Material to process:
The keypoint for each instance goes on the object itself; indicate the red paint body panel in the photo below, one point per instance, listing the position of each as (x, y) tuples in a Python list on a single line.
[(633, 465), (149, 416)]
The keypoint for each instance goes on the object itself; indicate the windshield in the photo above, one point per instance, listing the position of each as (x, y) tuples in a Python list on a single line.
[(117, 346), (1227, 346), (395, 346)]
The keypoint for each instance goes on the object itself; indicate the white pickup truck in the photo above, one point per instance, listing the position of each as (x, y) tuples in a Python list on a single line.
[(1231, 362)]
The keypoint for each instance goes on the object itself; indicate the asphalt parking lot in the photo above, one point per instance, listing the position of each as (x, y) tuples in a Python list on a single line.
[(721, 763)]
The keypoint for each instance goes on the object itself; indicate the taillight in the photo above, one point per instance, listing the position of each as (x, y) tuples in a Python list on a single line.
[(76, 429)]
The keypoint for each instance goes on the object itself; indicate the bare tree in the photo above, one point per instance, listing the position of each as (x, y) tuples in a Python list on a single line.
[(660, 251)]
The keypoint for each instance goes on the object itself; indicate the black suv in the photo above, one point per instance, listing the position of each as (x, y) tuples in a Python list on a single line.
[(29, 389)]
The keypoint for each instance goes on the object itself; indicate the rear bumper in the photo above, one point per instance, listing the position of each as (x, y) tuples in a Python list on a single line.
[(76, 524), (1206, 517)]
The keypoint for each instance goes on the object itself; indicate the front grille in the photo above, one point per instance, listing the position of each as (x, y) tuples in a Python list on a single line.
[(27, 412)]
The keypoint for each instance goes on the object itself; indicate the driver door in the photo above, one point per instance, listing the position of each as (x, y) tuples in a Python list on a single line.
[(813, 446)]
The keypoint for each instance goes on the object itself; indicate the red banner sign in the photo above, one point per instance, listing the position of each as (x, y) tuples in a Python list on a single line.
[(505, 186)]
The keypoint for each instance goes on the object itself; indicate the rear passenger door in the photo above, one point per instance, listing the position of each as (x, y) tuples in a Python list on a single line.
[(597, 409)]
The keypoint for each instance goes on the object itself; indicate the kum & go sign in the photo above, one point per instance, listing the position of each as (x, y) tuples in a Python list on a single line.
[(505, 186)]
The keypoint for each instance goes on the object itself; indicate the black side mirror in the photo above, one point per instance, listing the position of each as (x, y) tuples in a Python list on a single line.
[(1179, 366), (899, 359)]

Requirements: Please convert the rows running from the first line through the line containing "[(633, 465), (149, 416)]", both ends included, into a numbered list with blank lines left out.

Written response:
1. The keypoint for each instance goes on the object itself; indicate the red paint body panel in the photo below, one point per instance, listing the position of each as (x, y) tuples in a Python list on a single line.
2. [(633, 465), (149, 416)]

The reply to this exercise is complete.